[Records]
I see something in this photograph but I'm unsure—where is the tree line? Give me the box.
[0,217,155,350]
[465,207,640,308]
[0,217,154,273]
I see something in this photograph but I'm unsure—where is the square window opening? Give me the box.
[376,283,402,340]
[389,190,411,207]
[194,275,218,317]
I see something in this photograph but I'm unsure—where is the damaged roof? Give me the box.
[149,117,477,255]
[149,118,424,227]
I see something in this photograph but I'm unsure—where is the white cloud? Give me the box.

> [Do this]:
Please rewrite the records as a numbered list with blank lines omitted, covering only the span from the line that contains "roof? Give me the box." through the end of the records.

> [Completed task]:
1. I see something in this photograph but I'm unsure—where is the damaged roof? Give me the box.
2. [149,117,477,255]
3. [149,118,424,227]
4. I see something in this photograph but I'm unsure—where is the white cloud? Give me the box.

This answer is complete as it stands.